**TASK INPUTS**
#####
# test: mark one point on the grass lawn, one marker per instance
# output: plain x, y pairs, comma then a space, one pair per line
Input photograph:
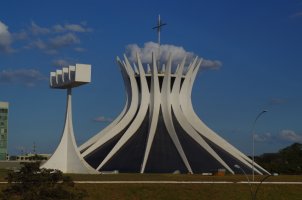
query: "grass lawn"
190, 191
183, 191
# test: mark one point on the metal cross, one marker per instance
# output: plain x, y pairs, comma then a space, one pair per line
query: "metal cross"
158, 28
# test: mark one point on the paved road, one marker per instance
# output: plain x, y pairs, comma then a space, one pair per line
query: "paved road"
185, 182
180, 182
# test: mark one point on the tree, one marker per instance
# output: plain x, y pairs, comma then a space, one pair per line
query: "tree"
#####
**TASK TO CARRY OUT**
Please turn all of the records above into a JSON list of strings with one string per line. Leave out blank lines and the pictures.

**RESULT OF THIS EXERCISE**
[
  "# test: mark one point on the grass lawn, one marker per instance",
  "# output: plain x, y pairs, comma then a space, one pair per line",
  "Input photograph:",
  "query: \"grass lawn\"",
  "190, 191",
  "183, 191",
  "# test: mark one point on the metal cross, one marker per instance",
  "# output: plain x, y pairs, comma then a space, one pair per line",
  "query: \"metal cross\"",
  "158, 28",
  "# test: mark one point on the paved road, one marker per instance",
  "# output: plain x, y pairs, comma then a space, one pair per line",
  "query: \"paved road\"",
  "185, 182",
  "180, 182",
  "# test: mark one point on the tree, one marker per instance",
  "# output: plain x, y pairs, comma then a space, one pair per line",
  "query: \"tree\""
]